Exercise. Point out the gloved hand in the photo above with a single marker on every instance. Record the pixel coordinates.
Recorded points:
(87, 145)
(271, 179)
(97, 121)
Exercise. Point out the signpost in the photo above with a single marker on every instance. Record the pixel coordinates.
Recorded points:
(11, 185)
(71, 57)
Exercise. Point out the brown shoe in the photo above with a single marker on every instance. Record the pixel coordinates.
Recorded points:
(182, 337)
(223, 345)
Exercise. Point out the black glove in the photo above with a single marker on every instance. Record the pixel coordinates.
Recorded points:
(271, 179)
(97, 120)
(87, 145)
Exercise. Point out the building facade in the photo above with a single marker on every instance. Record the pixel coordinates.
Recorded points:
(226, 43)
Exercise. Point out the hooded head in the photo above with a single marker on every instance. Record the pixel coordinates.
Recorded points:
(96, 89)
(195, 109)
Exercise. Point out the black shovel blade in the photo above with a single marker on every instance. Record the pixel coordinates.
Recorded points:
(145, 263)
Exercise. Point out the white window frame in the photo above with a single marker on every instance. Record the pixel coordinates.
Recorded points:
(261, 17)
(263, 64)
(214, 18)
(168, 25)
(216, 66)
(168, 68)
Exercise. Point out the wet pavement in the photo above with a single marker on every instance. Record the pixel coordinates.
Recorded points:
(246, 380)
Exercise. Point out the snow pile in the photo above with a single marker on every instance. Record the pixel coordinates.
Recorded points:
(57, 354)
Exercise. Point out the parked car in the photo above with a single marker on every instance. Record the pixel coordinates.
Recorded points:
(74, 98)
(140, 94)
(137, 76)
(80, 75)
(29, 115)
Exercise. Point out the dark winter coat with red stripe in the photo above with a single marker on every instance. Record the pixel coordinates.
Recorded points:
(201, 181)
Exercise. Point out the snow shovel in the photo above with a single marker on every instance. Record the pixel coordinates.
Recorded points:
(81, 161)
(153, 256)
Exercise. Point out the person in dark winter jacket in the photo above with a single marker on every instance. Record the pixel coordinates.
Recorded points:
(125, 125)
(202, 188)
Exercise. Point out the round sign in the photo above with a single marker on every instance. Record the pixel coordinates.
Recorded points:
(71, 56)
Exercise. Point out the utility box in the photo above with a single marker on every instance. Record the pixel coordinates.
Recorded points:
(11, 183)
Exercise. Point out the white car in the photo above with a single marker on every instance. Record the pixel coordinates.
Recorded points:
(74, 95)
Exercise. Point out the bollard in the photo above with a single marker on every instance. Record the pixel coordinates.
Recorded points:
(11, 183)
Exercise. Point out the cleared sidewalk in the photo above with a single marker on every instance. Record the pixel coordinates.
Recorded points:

══════

Only the lines from the one with "Exercise. Point out the cleared" through the last line of the records belong in the answer, each copied exactly.

Exercise. Point out the cleared sidewalk in the photo above with a single marker on every instance. Record the pixel coordinates.
Recorded points:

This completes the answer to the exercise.